──────── Source text
Friday, August 8, 2014

Writing: Know your history

Strahov Monastery - photo courtesy of Wikimedia Commons
When you write non-fiction, it is important to have your facts straight. Being able to reference historical information to support your writing is essential. If you're writing about the future of publishing, be able to discuss publishing's past. If you're writing about a CEO's rise to power, give credit to events in that person's youth that put her where she is today. If you want to be considered an expert on molecular biology, reflect on the various people and theories that make up what the science is today.

But if you are writing fiction, history is meaningless, right? Let's leave out the obvious historical fiction and modern adventure/thrillers that rely on knowing past events. Would you still need history to create an epic fantasy that takes place in a fantasy realm, like J.R.R. Tolkien's The Hobbit? Or how about a grand work of science fiction like Frank Herbert's Dune? Neither novel takes place on Earth, or in a time that we know, so is history all that important?
────────────────
──────── Raw data
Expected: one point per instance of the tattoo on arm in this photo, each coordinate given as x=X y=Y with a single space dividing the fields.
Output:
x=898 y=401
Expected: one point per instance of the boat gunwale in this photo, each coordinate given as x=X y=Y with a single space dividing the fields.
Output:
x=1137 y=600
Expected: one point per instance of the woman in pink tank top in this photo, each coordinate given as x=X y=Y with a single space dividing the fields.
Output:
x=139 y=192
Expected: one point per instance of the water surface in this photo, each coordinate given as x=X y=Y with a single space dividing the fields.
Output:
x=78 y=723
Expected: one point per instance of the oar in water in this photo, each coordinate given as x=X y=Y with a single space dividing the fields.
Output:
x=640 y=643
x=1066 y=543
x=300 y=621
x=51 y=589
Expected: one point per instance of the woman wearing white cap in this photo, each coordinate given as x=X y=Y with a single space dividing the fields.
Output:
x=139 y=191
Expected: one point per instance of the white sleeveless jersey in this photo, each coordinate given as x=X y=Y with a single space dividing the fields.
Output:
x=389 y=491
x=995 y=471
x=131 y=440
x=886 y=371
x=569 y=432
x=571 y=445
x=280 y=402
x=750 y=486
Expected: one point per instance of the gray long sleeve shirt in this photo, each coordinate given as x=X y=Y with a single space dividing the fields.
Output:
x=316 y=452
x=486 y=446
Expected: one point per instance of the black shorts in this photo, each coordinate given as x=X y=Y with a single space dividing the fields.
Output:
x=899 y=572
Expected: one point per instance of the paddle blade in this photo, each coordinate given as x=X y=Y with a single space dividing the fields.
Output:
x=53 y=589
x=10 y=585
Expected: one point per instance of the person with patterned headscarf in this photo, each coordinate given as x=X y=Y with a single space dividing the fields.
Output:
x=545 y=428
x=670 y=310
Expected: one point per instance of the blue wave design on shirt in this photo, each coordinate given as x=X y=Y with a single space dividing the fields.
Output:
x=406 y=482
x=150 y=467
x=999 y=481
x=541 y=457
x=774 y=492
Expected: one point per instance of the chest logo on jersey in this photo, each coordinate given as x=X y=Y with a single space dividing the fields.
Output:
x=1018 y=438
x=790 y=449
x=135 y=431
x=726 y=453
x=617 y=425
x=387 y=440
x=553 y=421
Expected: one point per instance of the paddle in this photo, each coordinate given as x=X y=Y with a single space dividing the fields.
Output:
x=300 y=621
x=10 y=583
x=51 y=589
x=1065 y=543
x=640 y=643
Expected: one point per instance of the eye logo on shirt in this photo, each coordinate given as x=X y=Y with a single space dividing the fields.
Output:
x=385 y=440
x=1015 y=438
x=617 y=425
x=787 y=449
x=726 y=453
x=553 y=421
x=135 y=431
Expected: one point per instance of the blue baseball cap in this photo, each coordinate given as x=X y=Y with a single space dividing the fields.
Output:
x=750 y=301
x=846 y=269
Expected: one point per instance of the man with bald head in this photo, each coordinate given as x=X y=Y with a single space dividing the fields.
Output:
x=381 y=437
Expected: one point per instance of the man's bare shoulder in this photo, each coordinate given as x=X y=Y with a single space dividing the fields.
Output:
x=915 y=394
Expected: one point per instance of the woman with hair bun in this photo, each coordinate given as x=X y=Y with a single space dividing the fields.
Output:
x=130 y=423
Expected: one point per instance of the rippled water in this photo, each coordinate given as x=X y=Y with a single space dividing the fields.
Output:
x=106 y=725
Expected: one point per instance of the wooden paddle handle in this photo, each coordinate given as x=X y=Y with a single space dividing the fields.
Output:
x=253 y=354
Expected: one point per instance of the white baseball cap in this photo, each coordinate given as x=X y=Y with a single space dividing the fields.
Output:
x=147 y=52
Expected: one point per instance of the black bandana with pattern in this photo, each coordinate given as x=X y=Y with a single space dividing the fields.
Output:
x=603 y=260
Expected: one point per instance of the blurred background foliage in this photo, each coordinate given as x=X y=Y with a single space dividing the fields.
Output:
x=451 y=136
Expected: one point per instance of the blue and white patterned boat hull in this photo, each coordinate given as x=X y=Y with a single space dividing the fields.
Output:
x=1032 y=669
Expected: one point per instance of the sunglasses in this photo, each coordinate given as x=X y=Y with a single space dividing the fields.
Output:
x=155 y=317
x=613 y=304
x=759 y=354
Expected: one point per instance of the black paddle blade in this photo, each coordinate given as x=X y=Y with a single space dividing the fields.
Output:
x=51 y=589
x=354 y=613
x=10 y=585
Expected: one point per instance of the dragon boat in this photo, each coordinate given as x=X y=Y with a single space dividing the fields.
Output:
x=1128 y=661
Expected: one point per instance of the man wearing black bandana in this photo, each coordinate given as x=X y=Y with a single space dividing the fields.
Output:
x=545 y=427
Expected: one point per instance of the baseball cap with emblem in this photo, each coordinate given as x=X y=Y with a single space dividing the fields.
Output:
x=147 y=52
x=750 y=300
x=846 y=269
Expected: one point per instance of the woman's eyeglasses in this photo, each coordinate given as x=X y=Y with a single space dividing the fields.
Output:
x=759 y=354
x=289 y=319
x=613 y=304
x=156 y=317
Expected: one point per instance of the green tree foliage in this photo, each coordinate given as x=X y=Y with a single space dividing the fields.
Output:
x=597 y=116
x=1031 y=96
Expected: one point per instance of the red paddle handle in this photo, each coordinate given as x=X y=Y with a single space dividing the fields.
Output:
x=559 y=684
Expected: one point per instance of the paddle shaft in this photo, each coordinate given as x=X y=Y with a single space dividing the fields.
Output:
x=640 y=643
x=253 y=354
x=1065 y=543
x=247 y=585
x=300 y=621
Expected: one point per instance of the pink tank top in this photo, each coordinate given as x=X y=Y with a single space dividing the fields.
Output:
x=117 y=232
────────────────
__Task requirements__:
**a)** In the post on writing and history, which two novels are named as examples of fiction that does not take place on Earth?
**b)** Duplicate the post on writing and history, starting with "Strahov Monastery - photo" and going on through "science is today.".

__Results by task__:
**a)** J.R.R. Tolkien's The Hobbit and Frank Herbert's Dune.

**b)**
Strahov Monastery - photo courtesy of Wikimedia Commons
When you write non-fiction, it is important to have your facts straight. Being able to reference historical information to support your writing is essential. If you're writing about the future of publishing, be able to discuss publishing's past. If you're writing about a CEO's rise to power, give credit to events in that person's youth that put her where she is today. If you want to be considered an expert on molecular biology, reflect on the various people and theories that make up what the science is today.